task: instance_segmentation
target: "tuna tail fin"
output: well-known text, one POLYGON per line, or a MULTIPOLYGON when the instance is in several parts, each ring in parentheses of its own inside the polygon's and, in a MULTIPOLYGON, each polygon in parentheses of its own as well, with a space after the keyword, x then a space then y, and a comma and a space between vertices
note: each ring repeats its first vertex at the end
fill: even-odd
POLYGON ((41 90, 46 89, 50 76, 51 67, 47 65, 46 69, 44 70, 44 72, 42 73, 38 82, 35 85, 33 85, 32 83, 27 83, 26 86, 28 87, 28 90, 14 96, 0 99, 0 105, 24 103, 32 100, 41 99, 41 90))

====

The exercise ▸ Please render every record as a row of a two-column CSV headed instruction and response, with the record's text under instruction and its answer under response. Each value goes in its own quoted field, with line breaks turned into spaces.

Final answer ▸
instruction,response
"task: instance_segmentation target: ""tuna tail fin"" output: well-known text, one POLYGON per line, or a MULTIPOLYGON when the instance is in several parts, each ring in parentheses of its own inside the polygon's and, in a MULTIPOLYGON, each polygon in parentheses of its own as well, with a space after the keyword, x then a space then y, and a comma and a space between vertices note: each ring repeats its first vertex at the end fill: even-odd","POLYGON ((41 90, 46 89, 50 76, 51 67, 47 65, 46 69, 44 70, 44 72, 42 73, 38 82, 35 85, 33 85, 32 83, 27 83, 26 86, 28 87, 28 90, 14 96, 0 99, 0 105, 24 103, 32 100, 41 99, 41 90))"